[Referring expression data]
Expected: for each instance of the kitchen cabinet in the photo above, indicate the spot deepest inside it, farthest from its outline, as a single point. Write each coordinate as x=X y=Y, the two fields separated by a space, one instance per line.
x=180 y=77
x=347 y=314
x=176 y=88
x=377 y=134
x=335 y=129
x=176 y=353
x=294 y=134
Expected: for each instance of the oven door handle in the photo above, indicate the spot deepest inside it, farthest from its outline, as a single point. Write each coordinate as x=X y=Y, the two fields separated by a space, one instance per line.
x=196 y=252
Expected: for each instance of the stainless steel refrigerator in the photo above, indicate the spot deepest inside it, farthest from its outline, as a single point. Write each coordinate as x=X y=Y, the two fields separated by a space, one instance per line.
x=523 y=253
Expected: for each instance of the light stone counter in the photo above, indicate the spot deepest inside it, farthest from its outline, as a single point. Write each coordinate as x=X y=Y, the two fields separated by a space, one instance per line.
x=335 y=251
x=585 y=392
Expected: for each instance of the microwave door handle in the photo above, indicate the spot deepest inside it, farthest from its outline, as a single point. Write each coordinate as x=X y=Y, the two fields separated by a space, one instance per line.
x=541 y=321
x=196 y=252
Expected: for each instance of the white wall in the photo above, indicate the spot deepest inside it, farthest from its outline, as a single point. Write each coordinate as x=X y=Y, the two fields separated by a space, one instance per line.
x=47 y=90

The problem — All entries must be repeated verbatim.

Exercise solution —
Expected: for each instance of the kitchen cabinet in the photo above, indicate the spot deepest inside it, farthest from its outline, as a single point. Write each coordinate as x=X y=Y, the two fields separated by a space, one instance per line.
x=180 y=77
x=347 y=314
x=176 y=88
x=377 y=134
x=335 y=129
x=176 y=353
x=294 y=134
Expected: for each instance of the oven door handle in the photo above, indicate the spot deepest inside it, farthest from its outline, as a single point. Write each coordinate as x=X y=Y, the two fields separated by a space, one instance per line.
x=196 y=252
Expected: for each instance of the stainless steel refrigerator in the photo above, indicate the spot deepest inside it, farthest from its outline, as a single point. Write each coordinate as x=X y=Y, the two fields separated by a space, one instance per line.
x=523 y=253
Expected: for each instance of the light stone counter in the photo above, indicate the spot deepest inside it, farthest from its outline, as a single point. Write each coordinate as x=X y=Y, the two fields separated by a space, one instance per line.
x=335 y=251
x=585 y=392
Expected: for each instance of the microwave door handle in the photo above, indicate the spot deepest inside it, farthest from its outline, as a single point. Write each coordinate as x=X y=Y, the two fields separated by a space, one instance per line.
x=541 y=321
x=196 y=252
Expected: for each instance of the white wall in the photo above, indicate the spot deepest inside it, farthest from its outline, as a single point. Write each coordinate as x=X y=Y, the two fields separated by a space, one instance per line.
x=47 y=90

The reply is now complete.